| TASK INSTRUCTIONS |
Retype only the stretch of lines that starts with the line containing "find the rocky cliff" and ends with the last line of the records, both included, exactly.

»»

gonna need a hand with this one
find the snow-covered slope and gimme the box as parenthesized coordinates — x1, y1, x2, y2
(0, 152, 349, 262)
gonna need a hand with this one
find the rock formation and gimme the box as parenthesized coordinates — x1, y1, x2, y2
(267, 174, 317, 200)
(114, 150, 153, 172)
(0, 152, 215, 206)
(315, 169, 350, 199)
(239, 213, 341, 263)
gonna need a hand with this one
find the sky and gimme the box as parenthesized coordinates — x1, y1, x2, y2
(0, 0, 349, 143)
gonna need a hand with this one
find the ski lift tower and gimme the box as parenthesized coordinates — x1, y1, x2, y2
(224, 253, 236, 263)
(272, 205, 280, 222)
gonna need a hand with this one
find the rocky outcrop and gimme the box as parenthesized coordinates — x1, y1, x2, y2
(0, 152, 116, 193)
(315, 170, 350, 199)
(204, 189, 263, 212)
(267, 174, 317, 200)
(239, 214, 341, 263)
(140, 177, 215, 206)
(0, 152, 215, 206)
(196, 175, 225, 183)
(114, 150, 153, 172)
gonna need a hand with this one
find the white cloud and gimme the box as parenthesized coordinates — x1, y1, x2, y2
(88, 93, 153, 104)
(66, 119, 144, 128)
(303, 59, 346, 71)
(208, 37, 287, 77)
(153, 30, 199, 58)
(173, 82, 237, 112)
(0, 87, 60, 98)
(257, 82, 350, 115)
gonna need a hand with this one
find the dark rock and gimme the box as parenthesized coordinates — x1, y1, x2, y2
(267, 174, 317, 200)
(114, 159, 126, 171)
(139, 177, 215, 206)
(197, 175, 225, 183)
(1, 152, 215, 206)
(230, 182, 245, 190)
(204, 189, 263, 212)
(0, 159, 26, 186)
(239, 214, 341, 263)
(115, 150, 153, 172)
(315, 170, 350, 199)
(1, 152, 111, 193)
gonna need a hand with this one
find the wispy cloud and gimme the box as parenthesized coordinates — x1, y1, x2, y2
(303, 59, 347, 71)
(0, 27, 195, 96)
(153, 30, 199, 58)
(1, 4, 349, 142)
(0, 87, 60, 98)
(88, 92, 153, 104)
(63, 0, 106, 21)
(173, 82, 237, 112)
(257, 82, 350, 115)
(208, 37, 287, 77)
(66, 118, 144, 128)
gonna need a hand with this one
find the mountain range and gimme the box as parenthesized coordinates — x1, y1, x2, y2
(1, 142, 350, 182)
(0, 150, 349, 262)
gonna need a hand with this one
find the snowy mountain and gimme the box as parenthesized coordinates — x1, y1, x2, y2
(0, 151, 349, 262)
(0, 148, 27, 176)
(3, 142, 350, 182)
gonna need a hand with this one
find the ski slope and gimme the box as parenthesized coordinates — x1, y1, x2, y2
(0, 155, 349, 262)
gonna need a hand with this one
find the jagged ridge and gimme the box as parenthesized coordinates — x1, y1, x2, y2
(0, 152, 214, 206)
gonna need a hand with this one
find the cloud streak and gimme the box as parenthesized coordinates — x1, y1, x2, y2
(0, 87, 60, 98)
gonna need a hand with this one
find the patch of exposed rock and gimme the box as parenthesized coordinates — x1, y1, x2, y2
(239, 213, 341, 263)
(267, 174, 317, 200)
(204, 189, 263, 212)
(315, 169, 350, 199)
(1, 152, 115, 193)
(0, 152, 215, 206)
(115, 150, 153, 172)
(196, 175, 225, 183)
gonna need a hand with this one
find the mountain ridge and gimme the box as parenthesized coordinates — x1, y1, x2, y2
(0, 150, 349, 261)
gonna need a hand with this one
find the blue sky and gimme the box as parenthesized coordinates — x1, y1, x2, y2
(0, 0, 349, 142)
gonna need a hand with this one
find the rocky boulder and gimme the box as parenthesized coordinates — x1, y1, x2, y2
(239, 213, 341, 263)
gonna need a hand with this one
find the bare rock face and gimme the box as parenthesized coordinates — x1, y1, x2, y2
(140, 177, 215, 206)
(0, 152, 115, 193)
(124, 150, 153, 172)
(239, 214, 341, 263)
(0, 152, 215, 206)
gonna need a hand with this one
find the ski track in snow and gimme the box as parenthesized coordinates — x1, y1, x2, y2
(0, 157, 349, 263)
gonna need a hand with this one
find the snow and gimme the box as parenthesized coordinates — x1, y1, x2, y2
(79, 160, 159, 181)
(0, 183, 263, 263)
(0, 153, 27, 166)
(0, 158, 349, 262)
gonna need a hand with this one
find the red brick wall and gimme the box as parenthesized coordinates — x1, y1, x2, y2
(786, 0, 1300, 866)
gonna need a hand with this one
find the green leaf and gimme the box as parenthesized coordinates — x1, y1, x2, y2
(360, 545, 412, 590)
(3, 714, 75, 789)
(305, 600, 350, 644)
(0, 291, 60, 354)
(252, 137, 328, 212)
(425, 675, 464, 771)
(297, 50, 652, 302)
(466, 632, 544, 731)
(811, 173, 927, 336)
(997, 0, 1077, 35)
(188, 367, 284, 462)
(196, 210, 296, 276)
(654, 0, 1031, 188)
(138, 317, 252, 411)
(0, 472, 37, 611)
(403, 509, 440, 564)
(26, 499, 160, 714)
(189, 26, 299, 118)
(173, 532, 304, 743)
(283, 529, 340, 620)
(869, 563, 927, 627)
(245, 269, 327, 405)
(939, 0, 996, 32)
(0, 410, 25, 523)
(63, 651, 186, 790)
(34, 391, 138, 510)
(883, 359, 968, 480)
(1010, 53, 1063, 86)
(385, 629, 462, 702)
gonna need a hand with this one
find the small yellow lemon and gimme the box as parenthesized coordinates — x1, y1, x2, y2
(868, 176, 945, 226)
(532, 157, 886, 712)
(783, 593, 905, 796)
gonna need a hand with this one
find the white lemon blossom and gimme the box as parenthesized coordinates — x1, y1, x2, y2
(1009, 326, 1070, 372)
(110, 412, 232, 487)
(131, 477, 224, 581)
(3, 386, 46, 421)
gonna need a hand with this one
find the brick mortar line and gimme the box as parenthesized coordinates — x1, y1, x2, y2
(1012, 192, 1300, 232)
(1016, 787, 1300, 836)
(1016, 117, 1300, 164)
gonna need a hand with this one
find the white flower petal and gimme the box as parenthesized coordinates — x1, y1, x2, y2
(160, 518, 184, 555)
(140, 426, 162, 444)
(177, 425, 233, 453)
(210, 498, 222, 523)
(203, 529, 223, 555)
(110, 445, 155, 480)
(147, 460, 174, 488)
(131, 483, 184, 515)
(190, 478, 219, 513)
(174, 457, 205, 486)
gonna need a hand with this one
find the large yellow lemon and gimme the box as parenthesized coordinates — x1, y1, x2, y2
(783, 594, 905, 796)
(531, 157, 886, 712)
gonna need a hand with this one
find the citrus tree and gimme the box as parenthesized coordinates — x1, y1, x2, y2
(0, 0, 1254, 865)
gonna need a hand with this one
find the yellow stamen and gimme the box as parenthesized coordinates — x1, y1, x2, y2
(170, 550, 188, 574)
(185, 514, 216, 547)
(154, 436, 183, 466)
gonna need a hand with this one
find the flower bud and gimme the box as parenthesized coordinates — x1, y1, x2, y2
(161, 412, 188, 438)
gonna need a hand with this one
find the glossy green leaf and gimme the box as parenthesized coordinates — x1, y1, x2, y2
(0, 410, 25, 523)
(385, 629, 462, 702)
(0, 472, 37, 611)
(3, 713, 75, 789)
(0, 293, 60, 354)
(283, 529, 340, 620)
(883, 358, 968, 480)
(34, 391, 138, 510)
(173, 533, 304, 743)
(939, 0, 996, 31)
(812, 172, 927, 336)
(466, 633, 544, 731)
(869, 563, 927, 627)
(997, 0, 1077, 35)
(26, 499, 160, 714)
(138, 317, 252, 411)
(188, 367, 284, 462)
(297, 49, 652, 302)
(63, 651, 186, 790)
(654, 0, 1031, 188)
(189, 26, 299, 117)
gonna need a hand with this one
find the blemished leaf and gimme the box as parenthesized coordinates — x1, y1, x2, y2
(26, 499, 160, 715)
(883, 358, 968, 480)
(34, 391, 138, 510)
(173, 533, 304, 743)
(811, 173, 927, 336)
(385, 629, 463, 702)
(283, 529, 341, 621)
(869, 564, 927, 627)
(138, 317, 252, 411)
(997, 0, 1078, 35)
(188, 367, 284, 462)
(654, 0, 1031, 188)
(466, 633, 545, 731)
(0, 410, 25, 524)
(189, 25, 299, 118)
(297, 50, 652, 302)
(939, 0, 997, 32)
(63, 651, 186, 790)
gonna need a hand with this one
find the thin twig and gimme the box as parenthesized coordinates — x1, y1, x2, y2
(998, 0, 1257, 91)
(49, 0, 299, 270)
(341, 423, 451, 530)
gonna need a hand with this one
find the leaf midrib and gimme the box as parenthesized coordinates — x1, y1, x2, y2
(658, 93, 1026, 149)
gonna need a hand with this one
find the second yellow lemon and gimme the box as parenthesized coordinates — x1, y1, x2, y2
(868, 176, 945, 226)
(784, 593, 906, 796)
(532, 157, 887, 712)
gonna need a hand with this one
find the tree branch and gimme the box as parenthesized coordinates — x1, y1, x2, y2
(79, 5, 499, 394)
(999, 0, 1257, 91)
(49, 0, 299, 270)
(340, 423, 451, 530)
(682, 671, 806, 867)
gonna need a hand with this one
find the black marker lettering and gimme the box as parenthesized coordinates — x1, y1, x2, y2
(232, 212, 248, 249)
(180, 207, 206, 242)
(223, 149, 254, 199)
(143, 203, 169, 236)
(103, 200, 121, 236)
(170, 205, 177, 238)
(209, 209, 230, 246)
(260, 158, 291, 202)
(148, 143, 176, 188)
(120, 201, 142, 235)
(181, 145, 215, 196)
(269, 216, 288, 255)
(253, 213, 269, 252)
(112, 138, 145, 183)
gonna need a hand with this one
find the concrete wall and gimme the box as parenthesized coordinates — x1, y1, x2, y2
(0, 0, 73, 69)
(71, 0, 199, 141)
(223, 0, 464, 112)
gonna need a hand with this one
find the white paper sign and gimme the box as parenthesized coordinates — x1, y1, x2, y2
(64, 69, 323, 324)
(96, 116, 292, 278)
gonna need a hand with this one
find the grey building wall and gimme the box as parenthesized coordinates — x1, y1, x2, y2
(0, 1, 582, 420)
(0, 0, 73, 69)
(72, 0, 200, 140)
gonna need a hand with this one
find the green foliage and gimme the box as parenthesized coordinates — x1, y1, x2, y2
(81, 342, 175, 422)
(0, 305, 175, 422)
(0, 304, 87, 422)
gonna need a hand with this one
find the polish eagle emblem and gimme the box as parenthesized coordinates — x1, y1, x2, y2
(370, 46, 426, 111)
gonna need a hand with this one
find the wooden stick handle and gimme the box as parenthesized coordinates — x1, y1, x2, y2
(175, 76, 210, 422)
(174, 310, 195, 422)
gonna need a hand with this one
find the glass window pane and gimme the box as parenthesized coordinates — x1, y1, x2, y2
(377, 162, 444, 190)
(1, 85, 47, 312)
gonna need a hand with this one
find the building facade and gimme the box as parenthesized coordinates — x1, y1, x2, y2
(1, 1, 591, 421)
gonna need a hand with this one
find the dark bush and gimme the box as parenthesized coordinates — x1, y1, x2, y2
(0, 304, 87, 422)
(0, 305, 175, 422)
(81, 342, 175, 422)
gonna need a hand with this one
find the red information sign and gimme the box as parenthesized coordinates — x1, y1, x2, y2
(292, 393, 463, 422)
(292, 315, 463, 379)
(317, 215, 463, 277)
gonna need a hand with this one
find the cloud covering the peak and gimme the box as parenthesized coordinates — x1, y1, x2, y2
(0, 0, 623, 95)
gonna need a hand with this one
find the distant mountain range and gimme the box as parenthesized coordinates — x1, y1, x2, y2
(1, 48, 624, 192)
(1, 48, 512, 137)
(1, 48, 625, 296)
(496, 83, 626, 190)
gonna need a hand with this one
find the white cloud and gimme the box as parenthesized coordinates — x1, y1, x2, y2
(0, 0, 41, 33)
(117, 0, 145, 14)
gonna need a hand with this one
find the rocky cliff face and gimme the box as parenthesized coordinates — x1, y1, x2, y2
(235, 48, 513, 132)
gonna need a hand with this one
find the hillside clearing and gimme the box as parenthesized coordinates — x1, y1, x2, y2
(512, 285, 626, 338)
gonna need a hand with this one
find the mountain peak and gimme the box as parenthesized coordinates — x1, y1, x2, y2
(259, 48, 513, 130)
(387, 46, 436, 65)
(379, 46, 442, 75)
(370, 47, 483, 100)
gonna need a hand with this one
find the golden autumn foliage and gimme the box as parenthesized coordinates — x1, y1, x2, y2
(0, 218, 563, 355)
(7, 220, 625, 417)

««

| YOUR SOLUTION |
find the rocky cliff face and gimme the box as parenthesized coordinates — x1, y1, x2, y2
(235, 48, 513, 132)
gonna need a hand with this one
find the hillside clearing and gimme the box as parenthesized coordinates — x1, y1, x2, y2
(512, 285, 626, 338)
gonna need a hand with this one
find the mountain peak and gimme the box as parenthesized coordinates — x1, y1, x2, y2
(259, 48, 513, 130)
(387, 46, 436, 65)
(379, 46, 442, 75)
(370, 47, 483, 100)
gonna need a hand with this one
find the golden autumn foliage and gimme the box as parenthesized coordinates — x1, y1, x2, y2
(0, 218, 563, 355)
(7, 220, 625, 417)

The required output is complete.